■ Written exercise 1:
In the blog post below, condense the paragraph that begins "To Dae Soen Sa Nim's immediate right hand" into a short bulleted list that keeps its main facts.

■ Document segment:
Mirror of Zen Blog

A Snapshot of History

Zen Master Seung Sahn and friends, Providence Zen Center, Providence RI, circa 1976.

This photo documents perhaps Dae Soen Sa Nim’s first core group of students in the West. It contains the disciples who would go on to have among the most consequential effect on the spread and development of new Dharma expressions in the West, and his Dharma, in particular. But it does not record the moment of “one” sangha. Contained within the edges of this photo are several of the most consequential figures in the spread of Buddhadharma in America. This one photo reveals what an “incubator” his teaching was for the explosion of Dharma-spread that was happening at the time — and his teaching was right smack at the center of it all.

To Dae Soen Sa Nim’s immediate right hand is Mu Gak Sunim — his first Western monastic disciple. He is known to us as Stephen Mitchell, the eminent translator of such books as The Bhagavad Gita, the Tao Te Ching, the Book of Job, Gilgamesh, reams of the poetry of Rainer Maria Rilke, and many many other spiritual-oriented texts. He is known to another segment of society as the husband and collaborator of Byron Katie, whose books he has also produced to such clarity and precision. Through his own many translations and essays, and his work with Byron Katie, he has truly brought the living force of “the Great Question” to innumerable people.

■ Task material:
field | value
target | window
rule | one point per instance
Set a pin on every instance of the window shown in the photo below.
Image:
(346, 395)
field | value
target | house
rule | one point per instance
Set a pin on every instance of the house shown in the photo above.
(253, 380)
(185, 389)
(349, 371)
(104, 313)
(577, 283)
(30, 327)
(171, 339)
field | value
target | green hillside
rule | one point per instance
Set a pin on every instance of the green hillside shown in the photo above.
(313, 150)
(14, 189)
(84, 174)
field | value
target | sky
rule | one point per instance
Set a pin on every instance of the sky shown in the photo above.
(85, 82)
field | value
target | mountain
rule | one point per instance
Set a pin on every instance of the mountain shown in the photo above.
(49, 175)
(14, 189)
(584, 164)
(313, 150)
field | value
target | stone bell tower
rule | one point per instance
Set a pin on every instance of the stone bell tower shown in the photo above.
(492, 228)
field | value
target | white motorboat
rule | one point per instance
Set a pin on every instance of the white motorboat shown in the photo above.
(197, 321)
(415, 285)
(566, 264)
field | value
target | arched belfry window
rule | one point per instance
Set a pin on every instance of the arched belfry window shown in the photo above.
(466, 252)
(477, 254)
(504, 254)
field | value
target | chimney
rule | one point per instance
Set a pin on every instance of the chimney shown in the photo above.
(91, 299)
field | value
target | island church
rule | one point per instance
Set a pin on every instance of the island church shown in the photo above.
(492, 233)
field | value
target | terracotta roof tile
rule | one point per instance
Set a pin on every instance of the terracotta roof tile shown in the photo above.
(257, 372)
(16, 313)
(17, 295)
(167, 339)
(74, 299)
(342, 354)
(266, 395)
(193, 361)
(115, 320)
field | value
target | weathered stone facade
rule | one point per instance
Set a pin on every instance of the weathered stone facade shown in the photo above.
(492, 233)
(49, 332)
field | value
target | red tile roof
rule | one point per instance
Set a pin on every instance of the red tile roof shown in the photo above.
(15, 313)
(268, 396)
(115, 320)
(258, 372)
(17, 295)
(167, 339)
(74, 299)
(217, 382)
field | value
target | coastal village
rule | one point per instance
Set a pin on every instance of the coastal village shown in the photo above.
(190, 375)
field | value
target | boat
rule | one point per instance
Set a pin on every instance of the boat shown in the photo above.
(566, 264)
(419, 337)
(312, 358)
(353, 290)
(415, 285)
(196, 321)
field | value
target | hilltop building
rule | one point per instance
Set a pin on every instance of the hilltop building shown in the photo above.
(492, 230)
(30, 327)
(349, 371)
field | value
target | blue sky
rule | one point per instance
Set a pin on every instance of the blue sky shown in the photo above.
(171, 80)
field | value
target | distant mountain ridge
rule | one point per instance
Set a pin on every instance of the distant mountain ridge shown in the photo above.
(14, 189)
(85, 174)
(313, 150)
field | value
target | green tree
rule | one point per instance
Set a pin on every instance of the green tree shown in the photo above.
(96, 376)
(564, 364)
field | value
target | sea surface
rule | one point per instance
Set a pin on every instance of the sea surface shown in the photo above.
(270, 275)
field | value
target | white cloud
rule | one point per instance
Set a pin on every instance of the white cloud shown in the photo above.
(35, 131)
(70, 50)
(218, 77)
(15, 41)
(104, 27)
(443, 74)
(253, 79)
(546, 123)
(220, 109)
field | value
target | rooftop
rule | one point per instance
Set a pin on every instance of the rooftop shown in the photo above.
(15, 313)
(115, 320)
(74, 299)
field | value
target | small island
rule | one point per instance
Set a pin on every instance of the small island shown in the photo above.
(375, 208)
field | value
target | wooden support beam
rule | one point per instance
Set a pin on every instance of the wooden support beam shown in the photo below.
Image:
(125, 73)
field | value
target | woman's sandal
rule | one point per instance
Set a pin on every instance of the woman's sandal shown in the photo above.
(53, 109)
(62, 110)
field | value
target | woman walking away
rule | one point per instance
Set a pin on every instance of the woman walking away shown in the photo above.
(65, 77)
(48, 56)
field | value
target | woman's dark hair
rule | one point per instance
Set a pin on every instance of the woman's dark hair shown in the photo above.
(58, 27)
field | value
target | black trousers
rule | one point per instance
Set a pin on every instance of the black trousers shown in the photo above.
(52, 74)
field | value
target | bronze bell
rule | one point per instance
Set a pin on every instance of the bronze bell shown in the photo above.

■ Written exercise 2:
Count the lines in the listing above that contain the string "weathered". Reply with the number only.

■ Task solution 1:
- Mu Gak Sunim stands at Dae Soen Sa Nim's immediate right and was his first Western monastic disciple.
- He is known as Stephen Mitchell, the eminent translator of The Bhagavad Gita, the Tao Te Ching, the Book of Job, Gilgamesh, much of Rainer Maria Rilke's poetry, and many other spiritual texts.
- He is also known as the husband and collaborator of Byron Katie, and he produced her books with clarity and precision.
- Through his translations, his essays, and his work with Byron Katie, he has brought "the Great Question" to innumerable people.

■ Task solution 2:
2